Entnahmen aus der Erhaltungsrücklage
06.06.2025 (GE 9/2025, S. 422) Der Beschluss über die Einforderung von Nachschüssen oder die Anpassung der beschlossenen Vorschüsse kann teilweise angefochten bzw. für ungültig erklärt werden. Vorauszusetzen ist, dass die Abrechnungsspitze eine rechnerisch selbständige und abgrenzbare fehlerhafte Kostenposition enthält und anzunehmen ist, dass die Wohnungseigentümer den Beschluss auch mit dem unbeanstandet gebliebenen Teil gefasst hätten.
Zum Hintergrund: Seit dem 1. Dezember 2020 genehmigen die Wohnungseigentümer durch Beschluss nicht die Jahresabrechnung, sondern beschließen gem. § 28 Abs. 2 Satz 1 WEG über die Einforderung von Nachschüssen oder die Anpassung der beschlossenen Vorschüsse. Beschlussgegenstand ist damit, schuldet ein Wohnungseigentümer Nachschuss, ein Zahlbetrag (im Fall waren das bei dem klagenden Wohnungseigentümer, der Eigentümer von zwei Wohnungseigentumsrechten ist, 523,59 € bzw. 318,07 €).
Meint ein Wohnungseigentümer, dieser Zahlbetrag sei von der Gemeinschaft der Wohnungseigentümer falsch errechnet worden, so kann er im Wege der Anfechtungsklage beispielsweise geltend machen, die Kosten sämtlicher Kostenpositionen seien falsch berechnet worden. So wird es in der Regel aber nicht sein. Vielmehr wird ein Wohnungseigentümer bemängeln, die Kosten einer oder mehrerer, nicht aber aller Kostenpositionen seien falsch verteilt worden. Streitig ist, ob ein Wohnungseigentümer vor diesem Hintergrund den Nachschuss-Beschluss bloß teilweise anfechten kann, oder ob er gezwungen ist, ihn mit dem Risiko hoher Kosten insgesamt anzugreifen, obwohl er selbst meint, die Berechnungsgrundlagen seien überwiegend richtig.

┄┄┄┄┄┄┄┄┄┄

**Arbeitsauftrag:** Setzen Sie den Text über die teilweise Anfechtung des Nachschuss-Beschlusses im Anschluss an seinen letzten Satz fort.

┄┄┄┄┄┄┄┄┄┄

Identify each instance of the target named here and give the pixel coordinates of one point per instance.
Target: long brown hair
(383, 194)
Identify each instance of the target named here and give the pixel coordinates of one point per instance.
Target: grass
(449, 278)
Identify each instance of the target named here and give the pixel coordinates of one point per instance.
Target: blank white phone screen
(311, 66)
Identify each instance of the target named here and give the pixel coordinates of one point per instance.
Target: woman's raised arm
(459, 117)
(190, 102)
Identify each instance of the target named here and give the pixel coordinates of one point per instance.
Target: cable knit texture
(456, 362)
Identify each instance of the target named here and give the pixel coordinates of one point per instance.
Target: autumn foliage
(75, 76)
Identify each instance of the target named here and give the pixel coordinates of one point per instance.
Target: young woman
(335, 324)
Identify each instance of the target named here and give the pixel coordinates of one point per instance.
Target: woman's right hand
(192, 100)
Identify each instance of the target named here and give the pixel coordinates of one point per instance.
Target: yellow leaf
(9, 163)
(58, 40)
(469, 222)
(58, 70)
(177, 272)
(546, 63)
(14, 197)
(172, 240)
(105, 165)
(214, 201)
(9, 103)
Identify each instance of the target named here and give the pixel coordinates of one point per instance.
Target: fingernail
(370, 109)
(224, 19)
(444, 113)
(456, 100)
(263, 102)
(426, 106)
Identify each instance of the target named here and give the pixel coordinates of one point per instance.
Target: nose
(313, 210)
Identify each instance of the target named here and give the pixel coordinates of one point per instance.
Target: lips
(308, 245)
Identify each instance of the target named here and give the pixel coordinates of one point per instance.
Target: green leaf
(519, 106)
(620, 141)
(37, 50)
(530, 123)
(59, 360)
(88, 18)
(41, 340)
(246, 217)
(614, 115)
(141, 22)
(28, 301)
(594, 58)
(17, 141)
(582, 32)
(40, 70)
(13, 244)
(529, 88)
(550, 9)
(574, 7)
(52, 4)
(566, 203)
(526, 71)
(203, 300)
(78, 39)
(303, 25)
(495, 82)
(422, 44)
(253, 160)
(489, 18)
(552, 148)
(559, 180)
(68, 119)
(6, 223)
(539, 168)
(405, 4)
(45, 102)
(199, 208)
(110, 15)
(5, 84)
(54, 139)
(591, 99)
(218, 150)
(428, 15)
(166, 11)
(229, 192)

┄┄┄┄┄┄┄┄┄┄

**Lösung:**
Der Fall: Wohnungseigentümer K zahlt teilweise kein Hausgeld. Um die dadurch bedrohte Liquidität der Gemeinschaft der Wohnungseigentümer herzustellen, wird im Jahr 2017 beschlossen, Mittel der Erhaltungsrücklage – 10.000 € – umzuwidmen. Als K später 10.000 € zahlt, wird die Zahlung bei der Erhaltungsrücklage verbucht. 2020 wird beschlossen, die Erhaltungsrücklage wieder i.H.v. 10.000 € aufzufüllen.
Im Jahr 2022 wird gem. § 28 Abs. 2 Satz 1 WEG ein Beschluss für das Jahr 2020 gefasst. Wohnungseigentümer K geht gegen diesen Beschluss insoweit vor, als ein aus der Erhaltungsrücklage im Jahr 2020 angeblich entnommener Betrag von 10.000 € nach Miteigentumsanteilen auf die Wohnungseigentümer verteilt wurde. Das AG weist die Klage ab, das LG gibt ihr statt. Dagegen richtet sich die Revision.
Das Urteil: Der BGH meint, die Teilanfechtung und die auf ihr beruhende Erklärung, der Beschluss sei teilweise ungültig, seien entgegen der überwiegenden Ansicht in der instanzgerichtlichen Rechtsprechung und in der Literatur prozessual nicht zu beanstanden. Der Umstand, dass § 28 Abs. 2 Satz 1 WEG den Beschlussgegenstand auf die Zahlungspflichten verengt habe, ändere nichts an der Teilbarkeit des Nachschuss-Beschlusses. Eine Abrechnungsspitze stelle lediglich das Rechenergebnis aus den anteilig zu verteilenden Kostenpositionen dar. Für diese Sichtweise spreche auch die Interessenlage der Wohnungseigentümer. Ihnen sei in der Regel daran gelegen, die der Beschlussfassung unterliegenden Angelegenheiten möglichst abschließend zu bewältigen und weitere Zusammenkünfte auf das unabdingbare Mindestmaß zu beschränken. Ferner spreche ein Blick auf den Streitwert für dieses Ergebnis.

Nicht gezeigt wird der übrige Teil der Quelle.